(TASK INSTRUCTIONS): Using the records below, quote only the span that opens with the line containing "x=506, y=384" and closes with the line containing "Point out every instance of the man in", exactly and inclusively.

(SUPPLIED MATERIAL):
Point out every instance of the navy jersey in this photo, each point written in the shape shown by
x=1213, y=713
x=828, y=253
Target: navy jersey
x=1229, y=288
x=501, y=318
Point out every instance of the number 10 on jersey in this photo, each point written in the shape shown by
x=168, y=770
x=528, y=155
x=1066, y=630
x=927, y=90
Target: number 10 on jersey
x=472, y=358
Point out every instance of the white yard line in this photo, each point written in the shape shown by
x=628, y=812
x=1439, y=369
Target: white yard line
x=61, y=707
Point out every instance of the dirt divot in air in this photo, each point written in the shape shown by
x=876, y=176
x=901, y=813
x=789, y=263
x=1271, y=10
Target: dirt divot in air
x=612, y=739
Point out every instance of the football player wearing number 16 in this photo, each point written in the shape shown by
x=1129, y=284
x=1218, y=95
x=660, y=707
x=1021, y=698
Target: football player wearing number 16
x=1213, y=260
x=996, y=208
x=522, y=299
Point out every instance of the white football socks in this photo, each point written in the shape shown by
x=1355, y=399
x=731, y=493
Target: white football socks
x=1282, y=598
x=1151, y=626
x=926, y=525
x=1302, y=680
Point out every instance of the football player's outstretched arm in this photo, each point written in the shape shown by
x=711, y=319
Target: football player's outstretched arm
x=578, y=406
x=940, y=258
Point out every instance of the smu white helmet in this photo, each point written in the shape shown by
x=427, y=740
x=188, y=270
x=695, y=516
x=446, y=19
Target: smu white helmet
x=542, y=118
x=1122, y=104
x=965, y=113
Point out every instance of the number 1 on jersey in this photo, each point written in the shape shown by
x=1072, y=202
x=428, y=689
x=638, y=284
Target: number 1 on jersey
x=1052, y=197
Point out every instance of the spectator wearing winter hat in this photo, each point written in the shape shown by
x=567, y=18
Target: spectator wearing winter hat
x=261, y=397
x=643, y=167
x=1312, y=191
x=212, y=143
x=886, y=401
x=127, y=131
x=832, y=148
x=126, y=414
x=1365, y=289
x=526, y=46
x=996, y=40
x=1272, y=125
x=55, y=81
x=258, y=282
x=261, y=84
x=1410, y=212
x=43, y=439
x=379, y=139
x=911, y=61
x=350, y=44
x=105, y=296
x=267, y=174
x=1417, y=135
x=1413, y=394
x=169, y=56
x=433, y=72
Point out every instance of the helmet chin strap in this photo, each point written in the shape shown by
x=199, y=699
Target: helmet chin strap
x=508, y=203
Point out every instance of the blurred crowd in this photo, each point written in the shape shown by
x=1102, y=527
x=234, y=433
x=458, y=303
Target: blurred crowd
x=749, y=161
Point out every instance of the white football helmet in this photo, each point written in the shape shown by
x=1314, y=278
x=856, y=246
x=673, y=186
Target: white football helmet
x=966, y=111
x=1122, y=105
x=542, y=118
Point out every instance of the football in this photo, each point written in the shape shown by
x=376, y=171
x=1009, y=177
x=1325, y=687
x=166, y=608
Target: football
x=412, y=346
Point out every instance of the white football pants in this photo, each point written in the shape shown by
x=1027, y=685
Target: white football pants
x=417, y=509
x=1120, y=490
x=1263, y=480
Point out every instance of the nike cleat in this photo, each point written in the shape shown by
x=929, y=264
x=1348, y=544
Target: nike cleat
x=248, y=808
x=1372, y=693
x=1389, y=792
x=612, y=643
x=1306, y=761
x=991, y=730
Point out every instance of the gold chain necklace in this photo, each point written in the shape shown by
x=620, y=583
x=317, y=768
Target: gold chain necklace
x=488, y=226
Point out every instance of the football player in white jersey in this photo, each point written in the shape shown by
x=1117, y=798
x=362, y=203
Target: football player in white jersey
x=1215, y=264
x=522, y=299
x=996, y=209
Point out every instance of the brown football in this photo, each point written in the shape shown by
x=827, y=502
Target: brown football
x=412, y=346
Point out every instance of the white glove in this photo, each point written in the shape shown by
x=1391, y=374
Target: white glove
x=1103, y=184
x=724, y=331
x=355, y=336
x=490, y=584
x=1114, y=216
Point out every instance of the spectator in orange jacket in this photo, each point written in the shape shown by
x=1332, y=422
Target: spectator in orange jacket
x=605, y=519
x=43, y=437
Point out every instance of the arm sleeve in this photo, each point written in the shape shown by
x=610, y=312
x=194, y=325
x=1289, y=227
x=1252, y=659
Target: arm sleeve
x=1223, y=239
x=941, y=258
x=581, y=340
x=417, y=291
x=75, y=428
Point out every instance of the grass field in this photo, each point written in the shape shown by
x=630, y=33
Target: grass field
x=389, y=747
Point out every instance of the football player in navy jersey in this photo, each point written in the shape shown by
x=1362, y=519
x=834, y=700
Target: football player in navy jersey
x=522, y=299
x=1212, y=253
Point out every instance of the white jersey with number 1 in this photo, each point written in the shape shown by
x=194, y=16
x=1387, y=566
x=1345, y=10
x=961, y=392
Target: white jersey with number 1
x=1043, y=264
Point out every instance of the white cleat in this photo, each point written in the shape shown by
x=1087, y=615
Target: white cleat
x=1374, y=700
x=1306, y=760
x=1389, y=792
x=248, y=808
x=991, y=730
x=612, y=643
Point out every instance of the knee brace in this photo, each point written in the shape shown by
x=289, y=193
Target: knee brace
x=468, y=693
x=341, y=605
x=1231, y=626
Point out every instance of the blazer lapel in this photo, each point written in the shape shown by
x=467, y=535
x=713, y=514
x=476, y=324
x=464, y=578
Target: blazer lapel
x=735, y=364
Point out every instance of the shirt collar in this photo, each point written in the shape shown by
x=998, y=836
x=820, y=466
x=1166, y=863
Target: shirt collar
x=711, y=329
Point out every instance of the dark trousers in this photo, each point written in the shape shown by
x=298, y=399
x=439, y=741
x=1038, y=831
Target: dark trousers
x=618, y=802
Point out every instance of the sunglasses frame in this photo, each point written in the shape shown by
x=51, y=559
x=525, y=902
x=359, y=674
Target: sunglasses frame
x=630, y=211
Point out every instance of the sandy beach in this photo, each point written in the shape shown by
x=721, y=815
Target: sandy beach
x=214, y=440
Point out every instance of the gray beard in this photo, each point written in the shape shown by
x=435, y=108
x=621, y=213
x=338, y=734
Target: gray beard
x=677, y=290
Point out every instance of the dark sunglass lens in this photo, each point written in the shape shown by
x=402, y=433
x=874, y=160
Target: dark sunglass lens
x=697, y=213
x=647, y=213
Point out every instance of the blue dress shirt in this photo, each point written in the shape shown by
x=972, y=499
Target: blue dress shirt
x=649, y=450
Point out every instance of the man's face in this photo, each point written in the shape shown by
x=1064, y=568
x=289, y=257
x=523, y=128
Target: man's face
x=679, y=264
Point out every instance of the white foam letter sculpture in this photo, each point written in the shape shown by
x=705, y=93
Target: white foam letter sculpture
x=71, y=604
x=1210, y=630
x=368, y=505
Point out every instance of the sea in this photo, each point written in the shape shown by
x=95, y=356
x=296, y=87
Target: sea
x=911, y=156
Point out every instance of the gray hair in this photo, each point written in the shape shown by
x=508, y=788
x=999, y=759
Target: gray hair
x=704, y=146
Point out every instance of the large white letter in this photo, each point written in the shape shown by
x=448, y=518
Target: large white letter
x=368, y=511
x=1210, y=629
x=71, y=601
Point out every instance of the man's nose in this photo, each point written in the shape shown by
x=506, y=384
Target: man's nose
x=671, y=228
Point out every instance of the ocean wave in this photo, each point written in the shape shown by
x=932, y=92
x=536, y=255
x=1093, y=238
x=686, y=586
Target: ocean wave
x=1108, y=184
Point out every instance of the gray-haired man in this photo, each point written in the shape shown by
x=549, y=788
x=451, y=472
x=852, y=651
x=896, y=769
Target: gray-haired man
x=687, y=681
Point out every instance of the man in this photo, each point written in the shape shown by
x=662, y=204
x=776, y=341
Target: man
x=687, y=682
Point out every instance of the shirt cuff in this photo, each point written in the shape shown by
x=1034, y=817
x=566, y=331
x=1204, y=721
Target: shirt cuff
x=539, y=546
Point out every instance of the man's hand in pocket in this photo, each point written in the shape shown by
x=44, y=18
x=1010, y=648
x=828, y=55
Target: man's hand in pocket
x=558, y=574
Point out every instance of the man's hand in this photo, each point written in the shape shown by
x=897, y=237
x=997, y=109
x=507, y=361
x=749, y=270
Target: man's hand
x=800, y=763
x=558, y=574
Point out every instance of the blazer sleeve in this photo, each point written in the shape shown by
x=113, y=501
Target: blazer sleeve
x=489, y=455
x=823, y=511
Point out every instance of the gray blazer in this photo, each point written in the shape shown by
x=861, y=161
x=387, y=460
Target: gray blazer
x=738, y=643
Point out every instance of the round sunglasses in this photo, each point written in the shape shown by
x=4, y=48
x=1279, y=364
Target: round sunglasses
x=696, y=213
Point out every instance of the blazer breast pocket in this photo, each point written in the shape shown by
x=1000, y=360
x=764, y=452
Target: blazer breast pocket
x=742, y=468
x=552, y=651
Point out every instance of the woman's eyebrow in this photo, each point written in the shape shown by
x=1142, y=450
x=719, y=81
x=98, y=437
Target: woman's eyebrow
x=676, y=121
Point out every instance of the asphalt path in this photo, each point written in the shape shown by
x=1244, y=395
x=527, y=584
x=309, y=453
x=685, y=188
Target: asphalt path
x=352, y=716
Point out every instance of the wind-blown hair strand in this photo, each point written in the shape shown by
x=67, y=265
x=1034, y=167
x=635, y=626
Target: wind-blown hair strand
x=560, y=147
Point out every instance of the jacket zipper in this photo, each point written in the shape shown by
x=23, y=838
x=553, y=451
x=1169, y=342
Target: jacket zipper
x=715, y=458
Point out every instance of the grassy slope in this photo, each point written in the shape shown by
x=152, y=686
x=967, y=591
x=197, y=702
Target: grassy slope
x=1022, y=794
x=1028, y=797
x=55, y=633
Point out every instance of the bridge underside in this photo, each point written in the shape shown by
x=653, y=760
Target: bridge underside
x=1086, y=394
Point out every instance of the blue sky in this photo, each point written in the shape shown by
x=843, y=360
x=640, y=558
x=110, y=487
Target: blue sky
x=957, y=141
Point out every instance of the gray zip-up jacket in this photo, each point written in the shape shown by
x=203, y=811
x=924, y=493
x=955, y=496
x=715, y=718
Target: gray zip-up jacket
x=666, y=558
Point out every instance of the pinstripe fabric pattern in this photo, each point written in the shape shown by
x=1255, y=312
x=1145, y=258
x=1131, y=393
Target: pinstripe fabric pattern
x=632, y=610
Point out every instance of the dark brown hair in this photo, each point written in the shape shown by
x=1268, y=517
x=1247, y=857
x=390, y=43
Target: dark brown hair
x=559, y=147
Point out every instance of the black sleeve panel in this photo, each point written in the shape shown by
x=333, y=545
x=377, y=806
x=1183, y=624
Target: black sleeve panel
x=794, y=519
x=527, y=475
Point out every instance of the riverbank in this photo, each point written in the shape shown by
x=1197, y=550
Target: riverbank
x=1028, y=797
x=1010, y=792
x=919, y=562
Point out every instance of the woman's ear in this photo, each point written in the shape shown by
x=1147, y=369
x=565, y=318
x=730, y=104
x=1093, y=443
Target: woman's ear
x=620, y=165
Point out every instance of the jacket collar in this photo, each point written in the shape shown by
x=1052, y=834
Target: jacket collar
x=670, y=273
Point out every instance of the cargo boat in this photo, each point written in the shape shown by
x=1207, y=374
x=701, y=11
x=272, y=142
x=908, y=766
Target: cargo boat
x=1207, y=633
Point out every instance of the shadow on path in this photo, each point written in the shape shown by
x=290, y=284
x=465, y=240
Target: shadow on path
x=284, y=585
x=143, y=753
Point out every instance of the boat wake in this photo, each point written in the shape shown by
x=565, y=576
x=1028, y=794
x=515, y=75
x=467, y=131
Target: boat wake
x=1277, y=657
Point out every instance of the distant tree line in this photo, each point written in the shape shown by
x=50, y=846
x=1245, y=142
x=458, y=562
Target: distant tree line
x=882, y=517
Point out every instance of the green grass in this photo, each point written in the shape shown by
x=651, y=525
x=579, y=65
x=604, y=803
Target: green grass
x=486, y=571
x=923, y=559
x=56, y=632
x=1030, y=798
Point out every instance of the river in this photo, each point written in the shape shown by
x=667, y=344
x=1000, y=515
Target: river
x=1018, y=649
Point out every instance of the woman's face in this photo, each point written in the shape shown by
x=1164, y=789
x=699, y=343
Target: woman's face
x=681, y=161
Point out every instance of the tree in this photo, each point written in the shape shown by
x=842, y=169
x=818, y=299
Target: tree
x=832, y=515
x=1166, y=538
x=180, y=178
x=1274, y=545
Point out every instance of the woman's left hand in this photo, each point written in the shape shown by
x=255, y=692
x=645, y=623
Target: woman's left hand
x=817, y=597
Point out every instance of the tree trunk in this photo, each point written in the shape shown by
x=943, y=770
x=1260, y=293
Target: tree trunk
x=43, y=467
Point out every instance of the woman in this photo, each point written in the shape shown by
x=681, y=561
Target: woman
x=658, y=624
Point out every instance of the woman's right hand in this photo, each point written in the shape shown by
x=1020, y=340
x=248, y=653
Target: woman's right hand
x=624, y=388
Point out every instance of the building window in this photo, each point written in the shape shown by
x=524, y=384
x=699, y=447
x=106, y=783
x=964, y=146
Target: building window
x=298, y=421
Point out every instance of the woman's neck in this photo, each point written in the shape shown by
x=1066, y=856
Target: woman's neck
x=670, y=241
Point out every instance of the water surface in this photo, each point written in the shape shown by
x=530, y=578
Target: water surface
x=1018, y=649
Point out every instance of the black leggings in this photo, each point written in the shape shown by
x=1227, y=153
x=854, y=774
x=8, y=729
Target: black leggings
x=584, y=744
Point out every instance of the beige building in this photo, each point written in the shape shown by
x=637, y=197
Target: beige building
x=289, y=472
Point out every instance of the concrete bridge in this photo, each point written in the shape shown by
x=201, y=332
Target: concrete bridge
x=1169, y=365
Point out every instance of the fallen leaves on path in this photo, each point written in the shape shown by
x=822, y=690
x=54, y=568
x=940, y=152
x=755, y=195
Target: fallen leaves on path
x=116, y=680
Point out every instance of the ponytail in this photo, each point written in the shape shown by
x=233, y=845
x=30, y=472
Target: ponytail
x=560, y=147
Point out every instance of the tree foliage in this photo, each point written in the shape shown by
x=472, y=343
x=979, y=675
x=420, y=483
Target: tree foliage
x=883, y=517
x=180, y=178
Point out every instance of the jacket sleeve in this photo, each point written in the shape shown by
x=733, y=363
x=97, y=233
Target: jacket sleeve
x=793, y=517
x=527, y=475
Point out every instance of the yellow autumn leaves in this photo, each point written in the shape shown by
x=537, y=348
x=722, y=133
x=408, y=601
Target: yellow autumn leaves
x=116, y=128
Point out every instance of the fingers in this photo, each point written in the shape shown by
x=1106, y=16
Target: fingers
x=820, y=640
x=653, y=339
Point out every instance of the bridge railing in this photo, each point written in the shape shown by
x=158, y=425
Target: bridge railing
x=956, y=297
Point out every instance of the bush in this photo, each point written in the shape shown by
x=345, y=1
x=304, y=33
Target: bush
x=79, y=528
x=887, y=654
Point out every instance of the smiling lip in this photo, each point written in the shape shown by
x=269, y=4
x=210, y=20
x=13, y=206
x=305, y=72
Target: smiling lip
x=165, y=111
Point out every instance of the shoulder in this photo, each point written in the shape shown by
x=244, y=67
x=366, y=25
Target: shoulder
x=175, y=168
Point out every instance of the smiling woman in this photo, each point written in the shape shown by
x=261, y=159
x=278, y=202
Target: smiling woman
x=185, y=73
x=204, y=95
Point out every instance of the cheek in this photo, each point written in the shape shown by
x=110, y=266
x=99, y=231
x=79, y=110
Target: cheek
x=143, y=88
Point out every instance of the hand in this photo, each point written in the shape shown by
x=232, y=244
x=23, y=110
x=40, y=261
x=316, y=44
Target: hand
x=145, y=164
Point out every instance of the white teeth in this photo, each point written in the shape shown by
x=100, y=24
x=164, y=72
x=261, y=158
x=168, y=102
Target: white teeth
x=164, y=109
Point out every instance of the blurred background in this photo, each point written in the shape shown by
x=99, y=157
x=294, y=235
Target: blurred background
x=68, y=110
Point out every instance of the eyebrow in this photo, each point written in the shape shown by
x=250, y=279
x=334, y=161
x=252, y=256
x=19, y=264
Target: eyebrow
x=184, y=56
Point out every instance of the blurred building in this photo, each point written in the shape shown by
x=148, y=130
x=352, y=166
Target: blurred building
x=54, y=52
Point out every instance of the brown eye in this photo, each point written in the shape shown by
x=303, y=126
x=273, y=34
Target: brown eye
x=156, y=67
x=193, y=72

(THE ANSWER):
x=506, y=384
Target: man's nose
x=671, y=228
Point out every instance of the ocean wave in this photo, each point written in the shape shown by
x=932, y=92
x=536, y=255
x=1093, y=238
x=686, y=586
Target: ocean wave
x=1108, y=184
Point out every instance of the gray-haired man in this photo, each point written in the shape shown by
x=549, y=788
x=451, y=472
x=852, y=651
x=896, y=769
Target: gray-haired man
x=687, y=681
Point out every instance of the man in this photo, each point written in the shape shown by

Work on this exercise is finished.